§ **Task prompt**: Can you quote the records below in full, word for word?

[Available data]

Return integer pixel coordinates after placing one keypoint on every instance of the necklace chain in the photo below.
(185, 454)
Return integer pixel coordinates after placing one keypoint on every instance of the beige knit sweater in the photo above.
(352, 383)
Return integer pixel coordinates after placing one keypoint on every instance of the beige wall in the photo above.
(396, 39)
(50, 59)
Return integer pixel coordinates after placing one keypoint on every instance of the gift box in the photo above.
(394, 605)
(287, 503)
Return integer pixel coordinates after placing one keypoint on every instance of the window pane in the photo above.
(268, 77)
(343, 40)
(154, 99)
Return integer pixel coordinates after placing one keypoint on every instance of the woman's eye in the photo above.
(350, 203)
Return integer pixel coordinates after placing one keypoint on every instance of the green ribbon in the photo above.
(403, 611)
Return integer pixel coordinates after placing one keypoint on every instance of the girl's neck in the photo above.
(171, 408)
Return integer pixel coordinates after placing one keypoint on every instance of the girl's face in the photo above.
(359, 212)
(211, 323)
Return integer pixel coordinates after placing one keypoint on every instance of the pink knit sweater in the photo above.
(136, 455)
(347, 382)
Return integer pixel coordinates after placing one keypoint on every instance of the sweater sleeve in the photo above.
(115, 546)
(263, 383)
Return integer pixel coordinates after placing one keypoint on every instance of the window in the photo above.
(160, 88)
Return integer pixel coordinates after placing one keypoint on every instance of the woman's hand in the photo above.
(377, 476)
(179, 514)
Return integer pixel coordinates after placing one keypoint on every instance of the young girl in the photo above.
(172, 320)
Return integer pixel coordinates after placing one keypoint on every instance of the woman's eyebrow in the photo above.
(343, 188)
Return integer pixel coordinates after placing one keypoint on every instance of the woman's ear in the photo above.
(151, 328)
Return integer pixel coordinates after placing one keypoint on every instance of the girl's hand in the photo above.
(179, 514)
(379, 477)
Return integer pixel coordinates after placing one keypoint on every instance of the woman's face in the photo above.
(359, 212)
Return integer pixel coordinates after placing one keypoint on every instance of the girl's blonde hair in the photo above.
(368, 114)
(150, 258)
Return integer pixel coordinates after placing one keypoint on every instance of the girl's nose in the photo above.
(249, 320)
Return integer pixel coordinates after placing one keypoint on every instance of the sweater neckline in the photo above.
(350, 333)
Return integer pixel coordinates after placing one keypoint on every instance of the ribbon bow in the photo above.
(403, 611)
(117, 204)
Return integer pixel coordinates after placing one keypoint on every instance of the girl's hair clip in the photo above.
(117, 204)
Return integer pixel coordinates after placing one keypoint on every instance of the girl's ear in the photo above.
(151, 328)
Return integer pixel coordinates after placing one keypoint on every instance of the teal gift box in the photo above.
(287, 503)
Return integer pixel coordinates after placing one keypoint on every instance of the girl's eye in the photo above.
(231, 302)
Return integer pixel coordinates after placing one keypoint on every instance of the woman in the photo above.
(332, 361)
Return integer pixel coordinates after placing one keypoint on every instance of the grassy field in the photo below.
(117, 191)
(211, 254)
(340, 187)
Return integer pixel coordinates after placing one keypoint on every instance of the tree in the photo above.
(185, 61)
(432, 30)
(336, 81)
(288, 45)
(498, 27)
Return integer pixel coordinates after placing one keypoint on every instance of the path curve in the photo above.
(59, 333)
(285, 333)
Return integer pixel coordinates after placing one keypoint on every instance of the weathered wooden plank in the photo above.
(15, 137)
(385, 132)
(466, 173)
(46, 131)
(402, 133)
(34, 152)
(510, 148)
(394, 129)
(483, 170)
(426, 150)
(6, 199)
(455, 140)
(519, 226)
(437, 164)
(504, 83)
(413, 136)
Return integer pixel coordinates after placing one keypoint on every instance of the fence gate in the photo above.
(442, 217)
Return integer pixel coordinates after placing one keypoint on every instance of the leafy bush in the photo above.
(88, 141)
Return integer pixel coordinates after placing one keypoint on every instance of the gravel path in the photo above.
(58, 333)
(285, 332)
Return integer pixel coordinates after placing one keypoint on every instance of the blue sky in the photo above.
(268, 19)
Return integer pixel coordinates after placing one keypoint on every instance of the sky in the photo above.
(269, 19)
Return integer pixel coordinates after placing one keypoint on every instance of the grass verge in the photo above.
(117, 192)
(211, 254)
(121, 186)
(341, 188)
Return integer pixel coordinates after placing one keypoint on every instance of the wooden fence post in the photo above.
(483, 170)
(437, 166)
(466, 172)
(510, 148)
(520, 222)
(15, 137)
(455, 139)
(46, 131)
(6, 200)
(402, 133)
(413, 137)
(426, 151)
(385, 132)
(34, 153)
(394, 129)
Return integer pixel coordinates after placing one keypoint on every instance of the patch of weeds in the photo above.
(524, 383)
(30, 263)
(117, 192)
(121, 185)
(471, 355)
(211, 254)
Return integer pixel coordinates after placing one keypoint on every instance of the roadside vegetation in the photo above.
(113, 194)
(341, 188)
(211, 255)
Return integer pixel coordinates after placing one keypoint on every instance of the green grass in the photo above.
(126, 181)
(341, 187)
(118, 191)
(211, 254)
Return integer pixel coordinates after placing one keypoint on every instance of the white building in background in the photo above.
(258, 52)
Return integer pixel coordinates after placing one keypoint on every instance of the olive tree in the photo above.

[/Available data]

§ **Problem solution**:
Return integer pixel coordinates after placing one keypoint on every instance of the necklace chain in the photo below.
(185, 454)
Return integer pixel coordinates after placing one keypoint on every instance of the beige knit sweater in the photo above.
(352, 383)
Return integer pixel coordinates after placing one keypoint on every instance of the beige wall in the photo above.
(396, 39)
(50, 59)
Return integer pixel coordinates after placing one keypoint on every instance of the gift box in the photo above.
(394, 605)
(287, 503)
Return integer pixel coordinates after placing one keypoint on every instance of the window pane in the photo above.
(268, 77)
(343, 40)
(154, 99)
Return integer pixel coordinates after placing one keypoint on every instance of the woman's eye in the photo above.
(350, 203)
Return integer pixel coordinates after placing one keypoint on every instance of the green ribbon in the photo above.
(403, 611)
Return integer pixel coordinates after placing one keypoint on every instance of the girl's neck in the photo above.
(171, 408)
Return integer pixel coordinates after placing one keypoint on every instance of the girl's face in the photo above.
(359, 212)
(211, 323)
Return integer pixel coordinates after placing one keypoint on every instance of the pink knit sweater in the photo above.
(136, 455)
(347, 382)
Return integer pixel coordinates after placing one keypoint on every instance of the sweater sleeve in the photo above.
(115, 546)
(263, 383)
Return integer pixel coordinates after placing one keypoint on every instance of the window in the photo above.
(160, 88)
Return integer pixel coordinates after placing one keypoint on every instance of the woman's hand in the photo above.
(377, 476)
(179, 514)
Return integer pixel coordinates after placing one keypoint on every instance of the young girl in the photo above.
(172, 320)
Return integer pixel coordinates after placing one keypoint on every instance of the woman's eyebrow in the photo above.
(343, 188)
Return integer pixel coordinates after placing one keypoint on every instance of the woman's ear in the photo above.
(151, 328)
Return integer pixel coordinates after placing one keypoint on every instance of the girl's hand in the photo above.
(179, 514)
(379, 477)
Return integer pixel coordinates after placing one keypoint on every instance of the woman's face in the photo above.
(359, 212)
Return integer pixel coordinates after placing one keypoint on every instance of the girl's blonde hair in the photo above.
(368, 114)
(150, 258)
Return integer pixel coordinates after placing one keypoint on every instance of the girl's nose in the photo above.
(249, 320)
Return integer pixel coordinates after placing one keypoint on every instance of the sweater neckline in the photo above.
(350, 333)
Return integer pixel coordinates after placing one keypoint on every instance of the ribbon bow in the photo above.
(403, 611)
(117, 204)
Return integer pixel coordinates after placing one keypoint on every instance of the girl's hair clip in the photo above.
(117, 204)
Return integer pixel coordinates after placing one keypoint on every instance of the girl's ear in the photo above.
(151, 328)
Return integer pixel coordinates after placing one keypoint on every instance of the teal gift box in the photo above.
(287, 503)
Return integer pixel coordinates after placing one keypoint on every instance of the girl's eye in the photo above.
(231, 302)
Return integer pixel coordinates after placing one keypoint on every instance of the woman in the photo above.
(332, 361)
Return integer pixel coordinates after placing one keypoint on every instance of the grassy field in the photo below.
(117, 191)
(211, 254)
(340, 187)
Return integer pixel coordinates after placing one keypoint on every instance of the tree in the photo above.
(185, 61)
(432, 30)
(336, 81)
(288, 45)
(498, 27)
Return integer pixel coordinates after placing one keypoint on every instance of the path curve in the photo above.
(59, 333)
(285, 333)
Return integer pixel coordinates after placing one keypoint on every instance of the weathered wooden plank in the photo above.
(15, 137)
(385, 132)
(466, 173)
(46, 131)
(402, 133)
(34, 152)
(510, 148)
(394, 129)
(483, 170)
(426, 150)
(6, 199)
(455, 140)
(519, 226)
(437, 164)
(504, 83)
(413, 136)
Return integer pixel coordinates after placing one keypoint on every instance of the fence gate in the photo above.
(442, 217)
Return integer pixel coordinates after placing one keypoint on every instance of the leafy bush in the photo above.
(88, 141)
Return integer pixel coordinates after placing one keypoint on every instance of the gravel path in the photo above.
(58, 333)
(285, 332)
Return integer pixel coordinates after placing one keypoint on every instance of the blue sky in the photo above.
(268, 19)
Return integer pixel coordinates after placing one keypoint on every instance of the sky in the photo above.
(269, 19)
Return integer pixel coordinates after placing one keypoint on every instance of the grass verge in the photo above.
(117, 192)
(211, 254)
(121, 186)
(341, 188)
Return integer pixel coordinates after placing one keypoint on every instance of the wooden fence post in the photo above.
(483, 170)
(437, 166)
(466, 172)
(510, 148)
(520, 222)
(15, 137)
(455, 139)
(46, 131)
(6, 200)
(402, 133)
(413, 137)
(426, 151)
(385, 132)
(34, 153)
(394, 129)
Return integer pixel coordinates after placing one keypoint on every instance of the patch of weeds in the photo above.
(524, 383)
(30, 263)
(117, 192)
(121, 185)
(471, 355)
(211, 254)
Return integer pixel coordinates after placing one keypoint on every instance of the roadside vegetation in the photo above.
(113, 194)
(341, 188)
(211, 255)
Return integer pixel coordinates after placing one keypoint on every instance of the green grass in the photo above.
(126, 181)
(341, 187)
(118, 191)
(211, 254)
Return integer pixel coordinates after placing one keypoint on every instance of the white building in background in the photo above.
(258, 52)
Return integer pixel coordinates after placing one keypoint on every instance of the olive tree in the photo above.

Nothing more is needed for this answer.